◆ **Records for processing**:
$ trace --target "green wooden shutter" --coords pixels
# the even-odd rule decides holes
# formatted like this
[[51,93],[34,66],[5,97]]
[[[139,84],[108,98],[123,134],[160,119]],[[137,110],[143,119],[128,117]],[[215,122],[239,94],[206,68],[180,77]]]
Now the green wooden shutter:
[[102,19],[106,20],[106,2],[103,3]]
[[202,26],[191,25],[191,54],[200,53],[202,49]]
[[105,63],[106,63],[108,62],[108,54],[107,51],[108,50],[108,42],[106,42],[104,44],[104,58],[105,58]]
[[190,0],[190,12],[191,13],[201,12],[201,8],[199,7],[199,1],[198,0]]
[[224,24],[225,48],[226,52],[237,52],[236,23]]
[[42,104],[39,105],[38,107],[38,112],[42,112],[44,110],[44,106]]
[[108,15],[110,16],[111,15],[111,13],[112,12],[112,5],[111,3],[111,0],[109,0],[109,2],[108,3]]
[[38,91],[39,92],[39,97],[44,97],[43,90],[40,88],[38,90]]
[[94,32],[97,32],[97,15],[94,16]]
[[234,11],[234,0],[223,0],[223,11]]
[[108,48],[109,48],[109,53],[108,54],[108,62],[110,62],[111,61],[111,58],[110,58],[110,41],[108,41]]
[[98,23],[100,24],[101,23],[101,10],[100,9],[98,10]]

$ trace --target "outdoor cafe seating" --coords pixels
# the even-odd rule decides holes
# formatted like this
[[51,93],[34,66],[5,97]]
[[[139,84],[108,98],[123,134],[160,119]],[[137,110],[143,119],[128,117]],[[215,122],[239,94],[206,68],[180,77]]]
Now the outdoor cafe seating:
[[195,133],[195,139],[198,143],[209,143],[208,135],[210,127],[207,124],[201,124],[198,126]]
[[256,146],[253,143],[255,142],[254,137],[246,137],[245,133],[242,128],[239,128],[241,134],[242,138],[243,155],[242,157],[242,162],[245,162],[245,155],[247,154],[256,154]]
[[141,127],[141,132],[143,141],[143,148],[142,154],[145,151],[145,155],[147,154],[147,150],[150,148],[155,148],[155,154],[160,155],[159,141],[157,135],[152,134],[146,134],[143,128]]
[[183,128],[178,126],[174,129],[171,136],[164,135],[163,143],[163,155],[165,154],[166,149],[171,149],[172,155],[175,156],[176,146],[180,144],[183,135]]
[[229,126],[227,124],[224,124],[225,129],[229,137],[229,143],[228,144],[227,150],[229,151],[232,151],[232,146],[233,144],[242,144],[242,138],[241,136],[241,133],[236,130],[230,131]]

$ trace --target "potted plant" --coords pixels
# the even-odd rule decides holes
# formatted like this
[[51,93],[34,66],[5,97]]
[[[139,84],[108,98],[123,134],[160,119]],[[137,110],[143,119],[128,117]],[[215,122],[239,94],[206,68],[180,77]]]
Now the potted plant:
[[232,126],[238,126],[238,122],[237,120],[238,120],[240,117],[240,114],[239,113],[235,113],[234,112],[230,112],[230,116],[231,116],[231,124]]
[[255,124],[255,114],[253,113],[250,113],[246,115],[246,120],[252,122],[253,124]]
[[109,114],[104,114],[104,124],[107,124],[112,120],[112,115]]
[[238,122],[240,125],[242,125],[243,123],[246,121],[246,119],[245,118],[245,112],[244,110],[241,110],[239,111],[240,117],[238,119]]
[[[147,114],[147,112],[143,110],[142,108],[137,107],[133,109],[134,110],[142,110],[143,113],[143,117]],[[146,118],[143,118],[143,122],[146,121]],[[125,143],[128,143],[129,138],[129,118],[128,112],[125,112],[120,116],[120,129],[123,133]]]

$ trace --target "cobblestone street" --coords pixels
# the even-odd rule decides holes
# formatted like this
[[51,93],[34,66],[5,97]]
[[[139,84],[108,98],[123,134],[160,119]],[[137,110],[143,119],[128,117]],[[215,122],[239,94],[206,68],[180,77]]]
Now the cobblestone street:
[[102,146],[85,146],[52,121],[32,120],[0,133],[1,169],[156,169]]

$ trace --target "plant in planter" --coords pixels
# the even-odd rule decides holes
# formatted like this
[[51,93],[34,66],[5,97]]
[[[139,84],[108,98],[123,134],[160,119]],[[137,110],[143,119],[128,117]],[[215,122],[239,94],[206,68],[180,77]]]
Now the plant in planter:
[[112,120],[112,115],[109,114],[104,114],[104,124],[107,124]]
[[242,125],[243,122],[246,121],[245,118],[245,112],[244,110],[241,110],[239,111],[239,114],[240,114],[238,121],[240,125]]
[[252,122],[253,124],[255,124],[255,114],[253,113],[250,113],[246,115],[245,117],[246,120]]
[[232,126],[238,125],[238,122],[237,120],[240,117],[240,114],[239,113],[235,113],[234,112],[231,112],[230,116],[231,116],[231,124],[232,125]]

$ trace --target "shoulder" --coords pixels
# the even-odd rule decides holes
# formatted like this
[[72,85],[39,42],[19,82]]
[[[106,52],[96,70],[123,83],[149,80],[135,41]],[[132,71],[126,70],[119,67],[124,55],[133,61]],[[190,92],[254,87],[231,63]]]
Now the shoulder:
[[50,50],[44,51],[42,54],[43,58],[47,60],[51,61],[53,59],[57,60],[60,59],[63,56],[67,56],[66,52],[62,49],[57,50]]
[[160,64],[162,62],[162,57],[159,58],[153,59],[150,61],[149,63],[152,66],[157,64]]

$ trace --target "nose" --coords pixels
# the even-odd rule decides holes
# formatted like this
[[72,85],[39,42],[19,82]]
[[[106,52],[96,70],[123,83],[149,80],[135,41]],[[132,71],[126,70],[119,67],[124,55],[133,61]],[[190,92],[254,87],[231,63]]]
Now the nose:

◆ **Instructions to follow**:
Copy all of the records above word for word, from start to finish.

◆ **Written answer**:
$ trace --target "green wooden shutter" --coords pixels
# the even-odd rule decides holes
# formatted like this
[[51,93],[34,66],[5,97]]
[[[139,84],[108,98],[123,134],[160,119]],[[137,110],[143,119],[128,117]],[[215,122],[239,94],[206,68],[180,77]]]
Now the green wooden shutter:
[[102,19],[106,20],[106,2],[103,3]]
[[202,26],[191,25],[191,54],[200,53],[202,49]]
[[105,63],[106,63],[108,62],[108,54],[107,51],[108,50],[108,42],[106,42],[104,44],[104,58],[105,58]]
[[190,0],[190,12],[191,13],[201,12],[201,8],[199,7],[199,1],[198,0]]
[[224,24],[225,48],[226,52],[237,52],[236,23]]
[[42,104],[39,105],[38,107],[38,112],[42,112],[44,110],[44,106]]
[[108,15],[110,16],[111,15],[111,13],[112,12],[112,5],[111,3],[111,0],[109,0],[109,2],[108,3]]
[[38,91],[39,92],[39,97],[44,97],[43,90],[40,88],[38,90]]
[[94,32],[97,32],[97,15],[94,16]]
[[234,11],[234,0],[223,0],[223,11]]
[[108,48],[109,48],[109,53],[108,54],[108,62],[110,62],[111,61],[111,58],[110,58],[110,41],[108,41]]
[[98,23],[100,24],[101,23],[101,10],[100,9],[98,10]]

$ trace --target "outdoor cafe seating" --coords pixels
# the even-odd rule decides holes
# formatted like this
[[51,93],[34,66],[5,97]]
[[[139,84],[108,98],[123,134],[160,119]],[[137,110],[143,119],[128,117]],[[215,122],[239,94],[206,68],[180,77]]]
Now the outdoor cafe seating:
[[195,133],[195,139],[198,143],[209,143],[208,135],[210,127],[207,124],[201,124],[198,126]]
[[256,146],[253,143],[255,142],[254,137],[246,137],[245,133],[242,128],[239,128],[241,134],[242,138],[243,155],[242,157],[242,162],[245,162],[245,155],[247,154],[256,154]]
[[141,127],[141,132],[143,141],[143,148],[142,154],[145,151],[145,155],[147,154],[147,150],[150,148],[155,148],[155,154],[160,155],[159,141],[157,135],[152,134],[146,134],[143,128]]
[[183,128],[178,126],[174,129],[171,136],[164,135],[163,143],[163,155],[165,154],[166,149],[171,149],[172,155],[175,156],[176,146],[180,144],[183,135]]
[[229,126],[227,124],[224,124],[225,129],[229,137],[229,143],[228,144],[227,150],[229,151],[232,151],[232,146],[233,144],[242,144],[242,138],[241,136],[241,133],[236,130],[230,131]]

$ trace --target "potted plant" --coords pixels
# the even-odd rule decides holes
# formatted like this
[[51,93],[34,66],[5,97]]
[[[139,84],[108,98],[123,134],[160,119]],[[137,110],[143,119],[128,117]],[[215,122],[239,94],[206,68],[180,77]]]
Now the potted plant:
[[232,126],[238,126],[238,122],[237,120],[238,120],[240,117],[240,114],[239,113],[235,113],[234,112],[230,112],[230,116],[231,116],[231,124]]
[[255,124],[255,114],[253,113],[250,113],[246,115],[246,120],[252,122],[253,124]]
[[109,114],[104,114],[104,124],[107,124],[112,120],[112,115]]
[[238,122],[240,125],[242,125],[243,123],[246,121],[246,119],[245,118],[245,112],[244,110],[241,110],[239,111],[240,117],[238,119]]
[[[147,114],[147,112],[143,110],[142,108],[137,107],[133,109],[134,110],[142,110],[143,113],[143,117]],[[146,118],[143,118],[143,122],[146,121]],[[125,143],[128,143],[129,138],[129,118],[128,112],[125,112],[120,116],[120,129],[123,133]]]

$ trace --target "cobblestone street" --coords pixels
# the even-odd rule decides holes
# formatted like this
[[51,93],[34,66],[5,97]]
[[[139,84],[108,98],[123,134],[160,119]],[[137,110],[143,119],[128,117]],[[215,122],[239,94],[206,68],[180,77]]]
Now the cobblestone street:
[[102,146],[85,146],[52,121],[32,120],[0,133],[1,169],[156,169]]

$ trace --target "plant in planter" --coords pixels
# the even-odd rule decides holes
# formatted like this
[[51,93],[34,66],[5,97]]
[[[139,84],[108,98],[123,134],[160,119]],[[137,110],[143,119],[128,117]],[[215,122],[239,94],[206,68],[180,77]]]
Now the plant in planter:
[[112,120],[112,115],[109,114],[104,114],[104,124],[107,124]]
[[242,125],[243,122],[246,121],[245,118],[245,112],[244,110],[241,110],[239,111],[239,114],[240,114],[238,121],[240,125]]
[[252,122],[253,124],[255,124],[255,114],[253,113],[250,113],[246,115],[245,117],[246,120]]
[[232,126],[238,125],[238,122],[237,120],[240,117],[240,114],[239,113],[235,113],[234,112],[231,112],[230,116],[231,116],[231,124],[232,125]]

$ trace --target "shoulder" --coords pixels
# the even-odd rule decides holes
# formatted like this
[[72,85],[39,42],[19,82]]
[[[106,52],[96,70],[123,83],[149,80],[135,41]],[[132,71],[126,70],[119,67],[124,55],[133,61]],[[190,92],[254,87],[231,63]]]
Now the shoulder:
[[50,50],[44,51],[42,54],[43,58],[47,60],[51,61],[53,59],[57,60],[60,59],[63,56],[67,56],[66,52],[62,49],[57,50]]
[[160,64],[162,62],[162,57],[159,58],[153,59],[150,61],[149,63],[152,66],[157,64]]

$ trace --target "nose" --coords pixels
# the even-odd rule decides holes
# formatted like this
[[72,85],[39,42],[19,82]]
[[[106,52],[96,70],[123,83],[149,80],[135,41]],[[132,71],[126,70],[119,67],[124,55],[133,61]],[[190,92],[254,87],[231,63]]]
Now the nose:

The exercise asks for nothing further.